本文 ::
私はアトピー性皮膚炎で悩むお子さんがきたら、腸を鍛えるように指導しています。処方するのも漢方やビフィズス菌の入った乳酸製品などです。

私は麻酔科医として全身の病気を治療してまいりました。さまざまな病気の原因は腸にあるということがわかりました。多くの疾患は免疫の低下が関与していることが多く、免疫力を正常化すると治る病気がとても多いです。

ニキビの患者さんも同様です。皆さんに話を伺うと、スナック菓子を食べていたり、食品添加物を摂りすぎていたりと腸内の悪玉菌が多くなっている傾向にあります。肌は腸を映す鏡といってもいいですね。
吉岡 容子さん
継続することが大事な腸活、家族で取り組んで
ー 具体的にはどのような腸活のアドバイスをされることが多いですか。
まず、食事がすごく重要だと思いますね。現代の食生活だと食物繊維が圧倒的に不足していて善玉菌が増えにくい食習慣です。

そこで、ヨーグルトや納豆、海藻など手軽にできるものから取り入れてもらっています。本当は朝晩摂るのが理想的ですが、特に肌と腸のゴールデンタイムである夜に積極的に食べてもらって寝ている間に善玉菌を増やせるといいですね。無理をせず、できることを継続していくということが大切です。

アトピー性皮膚炎だけでなく、喘息や食物アレルギーなどアレルギー性疾患は関連していることが多いです。いずれも遺伝であることが多く、親子で受診される方もいらっしゃいます。まずはご家族で食生活を見直されてみるのが良いと思います。

提供データ ::
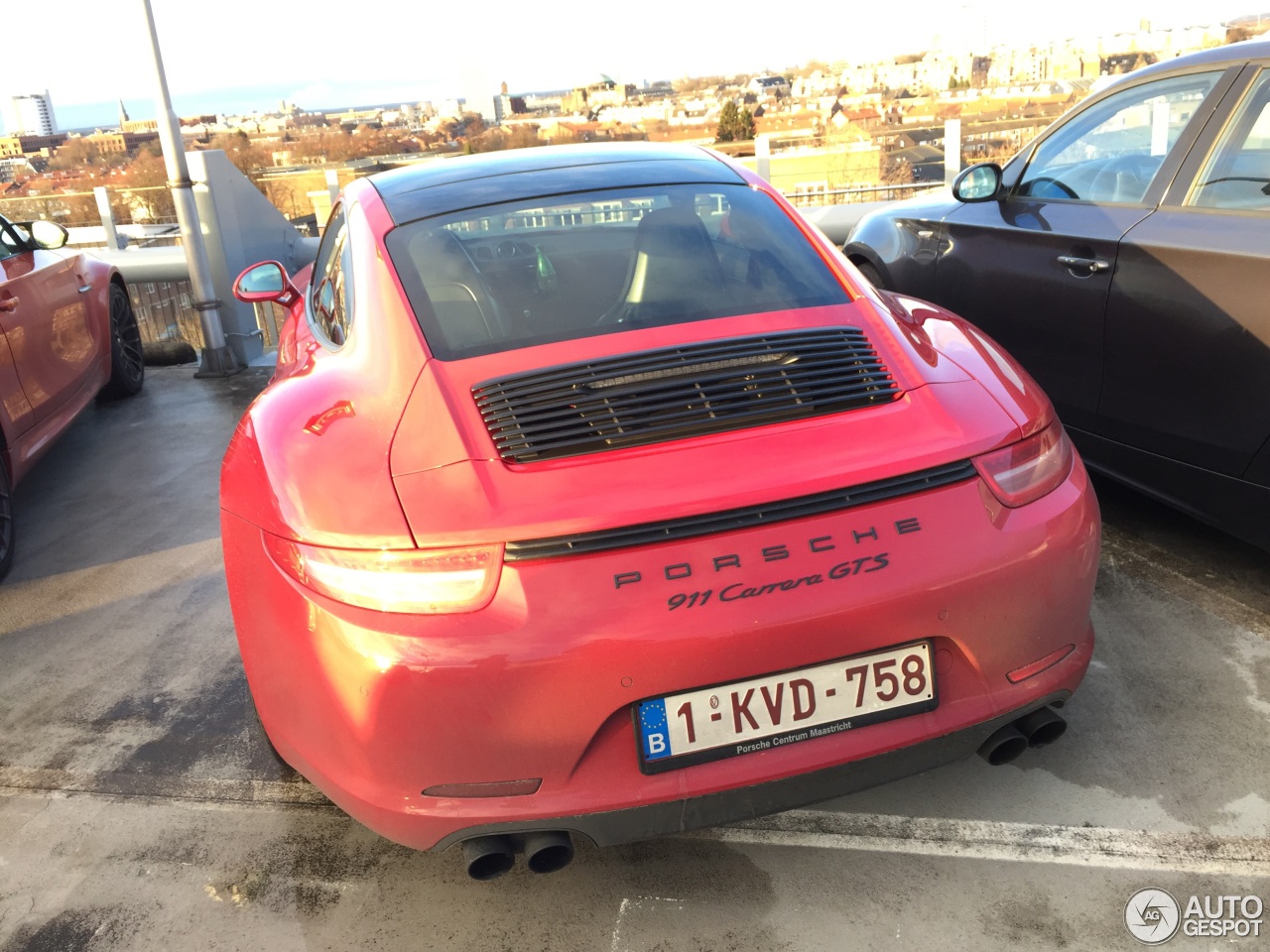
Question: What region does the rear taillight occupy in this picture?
[266,536,503,615]
[974,420,1072,509]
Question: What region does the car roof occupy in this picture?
[367,142,744,225]
[1116,40,1270,85]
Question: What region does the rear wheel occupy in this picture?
[852,262,886,291]
[0,456,14,580]
[101,282,146,400]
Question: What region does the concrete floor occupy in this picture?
[0,368,1270,952]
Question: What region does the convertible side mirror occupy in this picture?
[234,262,300,307]
[952,163,1001,202]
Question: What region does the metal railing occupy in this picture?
[782,181,944,208]
[128,281,203,348]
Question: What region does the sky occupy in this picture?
[0,0,1270,128]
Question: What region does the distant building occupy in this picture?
[748,76,790,99]
[0,132,66,159]
[4,89,58,136]
[82,130,159,155]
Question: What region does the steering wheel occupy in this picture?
[1089,155,1161,202]
[1026,176,1080,200]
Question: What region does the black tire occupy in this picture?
[100,282,146,400]
[852,262,886,291]
[0,457,14,581]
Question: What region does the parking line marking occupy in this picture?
[0,767,1270,878]
[685,810,1270,877]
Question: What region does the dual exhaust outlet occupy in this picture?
[463,706,1067,881]
[978,706,1067,767]
[463,830,572,881]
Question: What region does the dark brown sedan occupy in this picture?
[843,42,1270,548]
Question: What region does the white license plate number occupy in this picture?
[635,641,939,774]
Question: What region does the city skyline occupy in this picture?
[0,0,1257,131]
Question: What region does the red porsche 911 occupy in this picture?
[221,144,1099,879]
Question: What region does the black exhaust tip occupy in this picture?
[1015,707,1067,748]
[463,837,516,883]
[525,830,572,872]
[979,724,1028,767]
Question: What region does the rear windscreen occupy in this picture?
[387,184,849,359]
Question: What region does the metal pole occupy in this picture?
[141,0,242,377]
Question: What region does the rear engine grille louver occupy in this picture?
[472,327,899,463]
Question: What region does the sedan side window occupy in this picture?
[1017,69,1221,203]
[1187,71,1270,212]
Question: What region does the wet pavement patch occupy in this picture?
[0,907,139,952]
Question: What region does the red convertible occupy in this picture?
[221,144,1099,879]
[0,217,145,579]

課題 ::
A) 本文の内容を2文で要約してください。
B) 本文について、次の問いに答えてください。
(i) アトピー性皮膚炎で悩むお子さんに処方するものとして、何が挙げられていますか？
(ii) 語り手は何科の医師として全身の病気を治療してきましたか？
(iii) 「肌と腸のゴールデンタイム」とされているのはいつですか？

解答 ::
A) 麻酔科医として全身の病気を治療してきた語り手は、さまざまな病気の原因は腸にあるとし、アトピー性皮膚炎のお子さんには腸を鍛えるよう指導し、ニキビの患者さんも同様だと述べている。腸活では食事が重要だとして、ヨーグルトや納豆、海藻など手軽なものを特に夜に取り入れて無理せず継続することと、家族で食生活を見直すことを勧めている。

B)
(i) 漢方やビフィズス菌の入った乳酸製品など
(ii) 麻酔科
(iii) 夜